»»
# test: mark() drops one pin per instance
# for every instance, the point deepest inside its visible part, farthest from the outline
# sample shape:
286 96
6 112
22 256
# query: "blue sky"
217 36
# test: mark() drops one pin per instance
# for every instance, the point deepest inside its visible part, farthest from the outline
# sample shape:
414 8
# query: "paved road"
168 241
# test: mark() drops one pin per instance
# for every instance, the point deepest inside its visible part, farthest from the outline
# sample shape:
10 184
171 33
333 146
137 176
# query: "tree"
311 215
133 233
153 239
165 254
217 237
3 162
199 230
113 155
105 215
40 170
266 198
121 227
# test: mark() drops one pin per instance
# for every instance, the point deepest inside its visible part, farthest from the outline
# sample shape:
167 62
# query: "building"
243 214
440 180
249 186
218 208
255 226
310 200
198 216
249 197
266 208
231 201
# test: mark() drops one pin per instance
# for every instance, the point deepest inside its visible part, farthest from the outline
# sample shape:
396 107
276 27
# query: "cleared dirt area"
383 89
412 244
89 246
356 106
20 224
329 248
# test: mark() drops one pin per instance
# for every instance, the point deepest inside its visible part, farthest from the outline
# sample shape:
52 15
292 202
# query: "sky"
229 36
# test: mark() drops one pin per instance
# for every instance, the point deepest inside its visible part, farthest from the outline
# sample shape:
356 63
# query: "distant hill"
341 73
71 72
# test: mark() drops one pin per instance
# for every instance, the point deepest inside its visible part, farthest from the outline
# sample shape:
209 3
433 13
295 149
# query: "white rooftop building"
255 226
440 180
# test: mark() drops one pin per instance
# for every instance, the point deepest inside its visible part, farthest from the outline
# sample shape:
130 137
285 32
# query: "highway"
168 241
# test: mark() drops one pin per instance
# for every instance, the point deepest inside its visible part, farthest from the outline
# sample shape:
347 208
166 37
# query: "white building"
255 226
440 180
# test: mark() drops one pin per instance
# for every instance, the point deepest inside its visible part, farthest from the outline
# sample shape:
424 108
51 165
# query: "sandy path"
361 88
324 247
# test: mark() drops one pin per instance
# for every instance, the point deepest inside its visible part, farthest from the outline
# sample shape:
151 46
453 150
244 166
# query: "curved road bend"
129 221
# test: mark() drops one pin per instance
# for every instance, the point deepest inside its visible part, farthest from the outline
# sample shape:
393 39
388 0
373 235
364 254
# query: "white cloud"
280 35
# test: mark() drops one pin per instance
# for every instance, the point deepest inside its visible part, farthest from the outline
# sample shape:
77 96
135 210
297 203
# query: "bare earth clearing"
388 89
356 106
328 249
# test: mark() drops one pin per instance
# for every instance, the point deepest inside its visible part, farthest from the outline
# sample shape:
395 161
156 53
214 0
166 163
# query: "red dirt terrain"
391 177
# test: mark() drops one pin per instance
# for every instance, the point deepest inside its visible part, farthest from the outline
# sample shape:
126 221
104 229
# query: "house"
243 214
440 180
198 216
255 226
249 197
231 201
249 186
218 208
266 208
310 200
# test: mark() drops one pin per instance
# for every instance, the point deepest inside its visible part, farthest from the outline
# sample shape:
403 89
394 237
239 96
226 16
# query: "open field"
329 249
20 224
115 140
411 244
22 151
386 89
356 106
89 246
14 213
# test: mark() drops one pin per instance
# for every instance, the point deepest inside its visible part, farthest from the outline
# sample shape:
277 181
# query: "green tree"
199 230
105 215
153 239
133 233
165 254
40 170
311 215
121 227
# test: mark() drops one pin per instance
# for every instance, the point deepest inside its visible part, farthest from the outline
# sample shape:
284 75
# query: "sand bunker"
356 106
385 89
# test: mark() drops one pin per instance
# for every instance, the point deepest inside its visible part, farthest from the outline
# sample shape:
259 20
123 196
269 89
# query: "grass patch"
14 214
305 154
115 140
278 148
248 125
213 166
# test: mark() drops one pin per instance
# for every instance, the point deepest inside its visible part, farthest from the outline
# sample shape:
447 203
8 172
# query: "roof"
««
Emit the records above again, exactly, with no line skipped.

# test: mark() drops one pin per instance
# for every instance, the point deepest inside its visible part, farthest from the outline
# sample shape:
286 96
6 112
22 256
# query: "blue sky"
217 36
# test: mark() drops one pin per instance
# for every instance, the point deepest inside its visible part, farthest from the outline
# sample shape:
414 8
# query: "paved road"
168 241
# test: mark() drops one pin per instance
# for every instance, the point deepest inside its visible part, farthest from the outline
# sample shape:
10 184
171 33
333 146
137 176
# query: "tree"
311 215
133 233
153 239
165 254
217 237
3 162
199 230
113 155
105 215
40 170
266 198
121 227
# test: mark() drops one pin per instance
# for every instance, the point deepest inside its visible part, farthest from the outline
# sample shape:
167 62
# query: "building"
243 214
440 180
249 186
218 208
255 226
310 200
198 216
249 197
266 208
231 201
# test: mark() drops one pin per instance
# for every instance, the point deepest inside its visible part, farthest from the outline
# sample shape:
396 107
276 27
# query: "cleared dirt area"
383 89
412 244
89 246
356 106
20 224
329 248
# test: mark() drops one pin per instance
# for every instance, the point deepest inside its visible part, farthest from the outline
# sample shape:
52 15
292 202
# query: "sky"
229 36
# test: mark() drops one pin per instance
# for every instance, the point deepest inside its visible part, farthest from the outline
# sample shape:
356 63
# query: "distant hill"
341 73
71 72
# test: mark() drops one pin per instance
# for every instance, the point deepest inside its visible part, farthest from the outline
# sample shape:
209 3
433 13
295 149
# query: "white rooftop building"
255 226
440 180
# test: mark() drops one pin per instance
# for every instance, the point deepest inside its visible part, farthest from the outline
# sample shape:
130 137
285 32
# query: "highway"
168 241
# test: mark() drops one pin per instance
# for every instance, the point deepest inside its visible part, farthest from the outline
# sample shape:
347 208
166 37
# query: "white building"
255 226
440 180
# test: mark() drops one pin per instance
# for every instance, the point deepest inside its visible part, farthest from the outline
# sample shape:
424 108
51 165
# query: "sandy path"
361 88
324 247
# test: mark() drops one pin per instance
# for every instance, the point deepest inside its visible part, farthest from the outline
# sample shape:
151 46
453 150
244 166
# query: "curved road bend"
129 221
# test: mark() drops one pin per instance
# for every instance, the point deepest inside its visible part, farthest from the outline
# sample shape:
393 39
388 0
373 235
364 254
# query: "white cloud"
280 35
# test: mark() drops one pin per instance
# for every instance, the point deepest inside its visible part, farthest from the outline
# sample shape:
77 96
135 210
297 203
# query: "bare earth clearing"
388 89
356 106
328 249
# test: mark() drops one pin per instance
# for every instance, the point deepest inside its visible part, farthest from the outline
# sample shape:
395 161
156 53
214 0
166 163
# query: "red dirt terrain"
391 177
# test: mark() drops one pin per instance
# for every instance, the point deepest inside its visible part, farthest from the outline
# sample shape:
126 221
104 229
# query: "house"
243 214
440 180
198 216
255 226
249 197
231 201
249 186
218 208
266 208
310 200
# test: mark() drops one pin per instance
# for every instance, the point deepest inside its visible part, farthest from the outline
# sample shape:
403 89
394 237
239 96
226 16
# query: "open field"
329 249
20 224
115 140
411 244
22 151
386 89
356 106
89 246
14 213
# test: mark() drops one pin per instance
# for every instance, the point deepest inside its visible part, farthest from the outline
# sample shape:
277 181
# query: "green tree"
199 230
105 215
153 239
133 233
165 254
40 170
311 215
121 227
# test: mark() drops one pin per instance
# for every instance, the point deepest inside its visible part, farthest from the outline
# sample shape:
284 75
# query: "sand bunker"
356 106
385 89
# test: mark() drops one pin per instance
# for every instance, the point deepest inside its visible part, farthest from the outline
# sample shape:
259 20
123 196
269 89
# query: "grass patch"
14 214
305 154
115 140
278 148
248 125
213 166
# test: mark() drops one pin per instance
# for every instance, the point deepest inside its visible part, farthest from the outline
# sample shape:
447 203
8 172
# query: "roof"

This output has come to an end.